_PROBLEMS AND TASKS_
a. Report each line of the listing that contains the string "outline", treating uppercase and lowercase letters as different.
b. Carry the article on the Bigfork children's theater building forward from the point where it stops.

_TEXT EXCERPT_
A Stage to Call Home

Bigfork Playhouse Children's Theatre works toward full ownership of building that already produces shows, classes, and new talent

By Molly Priddy
Brach Thomson quickly instructs actors during a dress rehearsal of The Nifty Fifties presented by Bigfork Playhouse Children's Theatre. Beacon File Photo

When Brach Thomson first saw the building that would eventually house the Bigfork Playhouse Children’s Theatre program, he knew it was a perfect location.

The building, formerly a thrift store, sat empty on the north end of Grand Drive giving it a straight shot to the restaurants and stores in the village’s downtown, as well as bordering the schools.

“I got to thinking, ‘Oh my gosh, this is perfect, kids can walk over from school, there’s big enough rooms downstairs for rehearsal,’” Brach Thomson, artistic director for the Children’s Theatre, said.

Not long after, the theater program became a tenant, along with the Bigfork ACES After School Program. Thomson’s dream was to be able to turn it into a performing arts center for kids, with creativity and support flowing through the hallways.

Initially, it seemed that would work, until they realized the building’s age didn’t provide for great soundproofing between rooms. These days, the children’s theater stays upstairs, while ACES works downstairs.

Thomson’s crew doesn’t just put on summer plays. The building is busy all year, with theater workshops, afterschool choirs, jazz band, tap dancing lessons, and more. The Bigfork Playhouse Children’s Theatre’s summer program starts up in May.

Since day one of the BPCT, Thomson said he’s striven for excellence, to be able to put on shows that will leave audiences thrilled and impressed, to blow their idea of what a children’s production should be right out of the water.

It’s been a successful mission, with more than 5,000 kids reached every year, while also providing top-notch stage productions.

“This is the home for that, where those kids have those rehearsals,” Thomson said of the theater’s building.

And if the theater company plays its cards right, that home stage could change from a lease agreement to permanent ownership. After buying 47 percent of the building in 2014 from Walter Kuhn, who put up the original financing for the building with the idea that the children’s theater would eventually buy him out, Thomson said the next step is buying out the second half from the Community Foundation for a Better Bigfork.

“We entered into a three-year agreement with them saying our goal is to sell this to you,” CFBB President Paul Mutascio said. “We wanted to ensure there was a Children’s Theatre, it’s a safe place for kids in Bigfork.”

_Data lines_
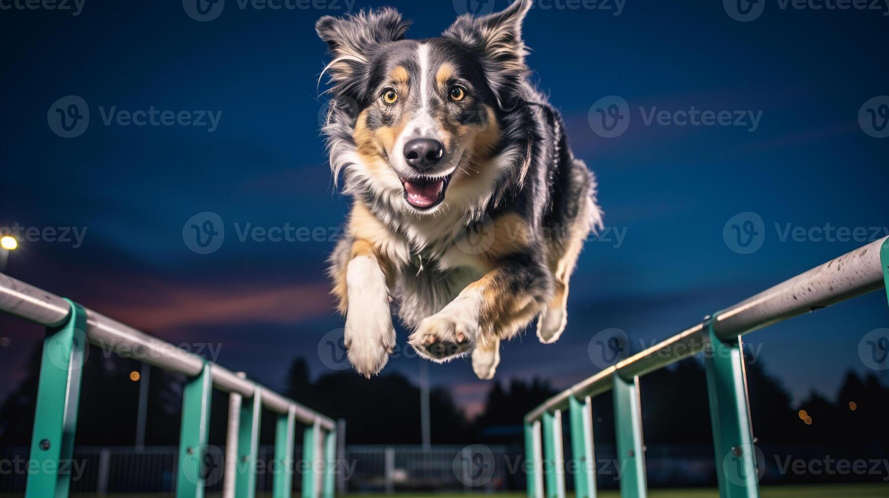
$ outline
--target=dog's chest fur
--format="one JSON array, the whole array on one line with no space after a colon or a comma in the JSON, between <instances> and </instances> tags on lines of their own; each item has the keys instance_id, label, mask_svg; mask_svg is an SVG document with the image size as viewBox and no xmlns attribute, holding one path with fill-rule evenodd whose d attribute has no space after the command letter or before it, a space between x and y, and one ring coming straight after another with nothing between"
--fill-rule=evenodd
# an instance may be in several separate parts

---

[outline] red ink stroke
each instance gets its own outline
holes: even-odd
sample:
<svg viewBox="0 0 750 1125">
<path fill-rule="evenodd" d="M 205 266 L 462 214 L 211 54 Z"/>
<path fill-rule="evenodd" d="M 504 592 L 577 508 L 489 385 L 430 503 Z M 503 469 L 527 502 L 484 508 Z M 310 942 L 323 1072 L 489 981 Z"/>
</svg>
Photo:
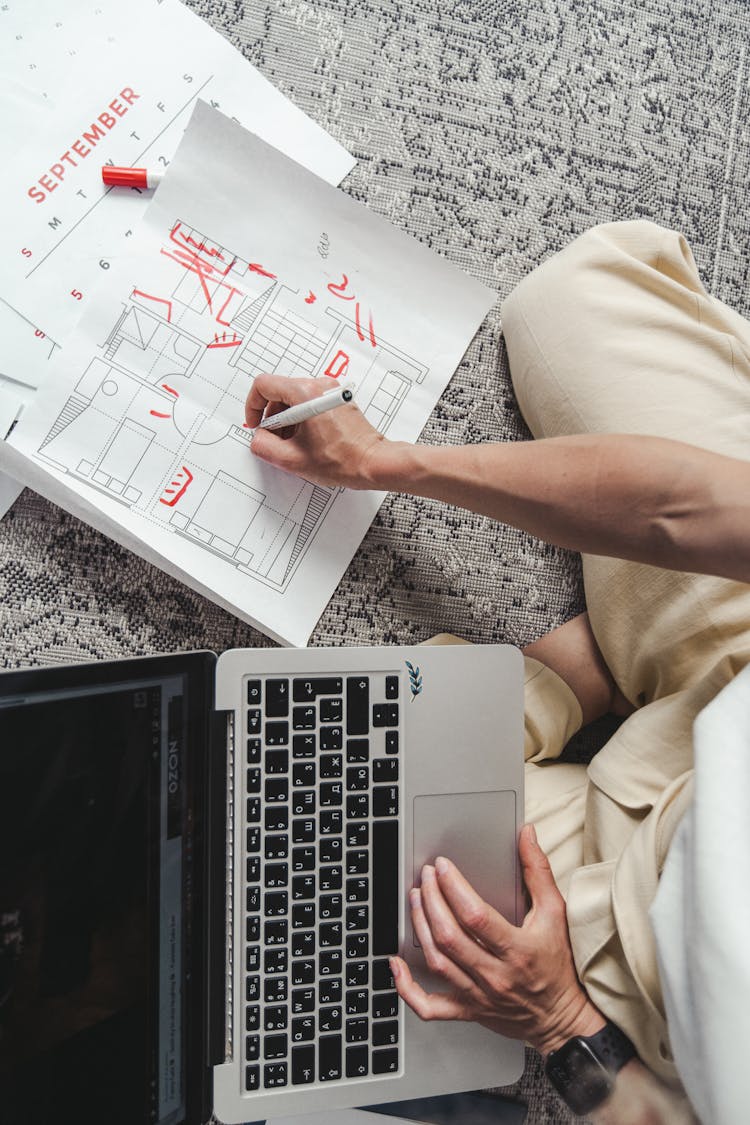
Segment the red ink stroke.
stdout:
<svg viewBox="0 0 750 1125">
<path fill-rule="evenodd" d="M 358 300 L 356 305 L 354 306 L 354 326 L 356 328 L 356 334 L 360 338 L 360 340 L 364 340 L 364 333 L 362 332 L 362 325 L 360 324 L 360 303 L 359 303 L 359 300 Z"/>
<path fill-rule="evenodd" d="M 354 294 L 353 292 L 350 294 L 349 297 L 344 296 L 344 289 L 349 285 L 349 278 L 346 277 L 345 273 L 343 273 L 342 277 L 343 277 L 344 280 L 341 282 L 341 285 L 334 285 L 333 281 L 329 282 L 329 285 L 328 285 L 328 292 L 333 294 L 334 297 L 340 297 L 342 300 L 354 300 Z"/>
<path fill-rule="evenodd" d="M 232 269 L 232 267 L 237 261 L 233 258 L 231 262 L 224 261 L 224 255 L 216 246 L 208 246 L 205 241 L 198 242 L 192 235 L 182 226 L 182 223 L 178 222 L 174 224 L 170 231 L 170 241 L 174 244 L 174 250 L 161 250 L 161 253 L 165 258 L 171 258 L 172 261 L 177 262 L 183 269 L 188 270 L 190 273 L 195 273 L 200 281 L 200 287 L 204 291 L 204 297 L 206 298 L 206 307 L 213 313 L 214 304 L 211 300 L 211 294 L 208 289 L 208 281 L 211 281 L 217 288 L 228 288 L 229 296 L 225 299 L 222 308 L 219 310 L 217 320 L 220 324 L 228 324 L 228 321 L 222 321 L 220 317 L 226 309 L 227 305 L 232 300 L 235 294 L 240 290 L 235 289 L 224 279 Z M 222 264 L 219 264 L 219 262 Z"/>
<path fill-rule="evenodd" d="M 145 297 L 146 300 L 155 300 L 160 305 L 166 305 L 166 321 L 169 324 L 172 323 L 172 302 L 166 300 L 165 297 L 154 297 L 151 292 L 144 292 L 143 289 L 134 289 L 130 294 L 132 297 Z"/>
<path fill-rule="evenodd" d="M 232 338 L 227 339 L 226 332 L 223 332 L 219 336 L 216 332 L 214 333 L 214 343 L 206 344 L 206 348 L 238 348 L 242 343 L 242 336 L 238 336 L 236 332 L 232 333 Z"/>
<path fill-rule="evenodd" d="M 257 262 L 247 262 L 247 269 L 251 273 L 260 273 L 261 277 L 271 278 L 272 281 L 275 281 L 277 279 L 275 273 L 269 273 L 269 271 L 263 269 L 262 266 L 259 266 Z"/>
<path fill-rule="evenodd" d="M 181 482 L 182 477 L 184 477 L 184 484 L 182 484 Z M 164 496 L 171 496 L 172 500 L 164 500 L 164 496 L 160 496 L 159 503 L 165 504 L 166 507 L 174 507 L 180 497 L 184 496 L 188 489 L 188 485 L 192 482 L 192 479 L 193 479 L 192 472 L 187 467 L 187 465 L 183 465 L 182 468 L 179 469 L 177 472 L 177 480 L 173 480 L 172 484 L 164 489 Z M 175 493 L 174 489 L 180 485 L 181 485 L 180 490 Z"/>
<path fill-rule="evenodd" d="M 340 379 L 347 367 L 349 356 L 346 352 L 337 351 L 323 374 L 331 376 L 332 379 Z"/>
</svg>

_ANSWERS GIVEN_
a.
$ outline
[outline] red ink stroke
each instance gets its own outline

b.
On Jan. 14, the CFBB held a special board meeting during which it decided to sell the remaining share of the building to the Children’s Theatre for a flat rate of $85,000. It’s a considerable donation, Mutascio said, because the organization has invested more than $102,000 in the building.

The lease between the two organizations showed that the monthly rental fee was charged only to recover the CFBB’s costs for insurance, property taxes, and depreciation.

The theater program has until Jan. 31, 2017 to pay the $85,000, and Thomson said his program has about $65,000 already. The remaining $20,000 will have to be raised this year.

“We think it’s doable,” he said.

So far, there’s a big fundraiser planned for April, Thomson said, a dinner complete with entertainment from the program’s students. Since the general purpose of the Children’s Theatre is to provide entertainment, Thomson said it’s the best way to show attendees just what their contributions will pay for.

“I hate running around door to door asking for dough,” Thomson said. “I’d rather show you what these kids can do so you’re moved to donate to the program.”

Since the CFBB is run exclusively by volunteers, the money from the resulting sale will be up for other uses in the village, Mustascio said.

“All that money that we get from the sale goes right back into the Bigfork community area,” Mutascio said.

Having a permanent home for the theatre program is important to Thomson, not just because owning a building allows for more consistency. It’s crucial to have a stable, supportive place for these kids to learn and grow, he said, and audiences will be able to see the results from those efforts.

“It’s great to hear that the kids are making that kind of impact on people,” Thomson said.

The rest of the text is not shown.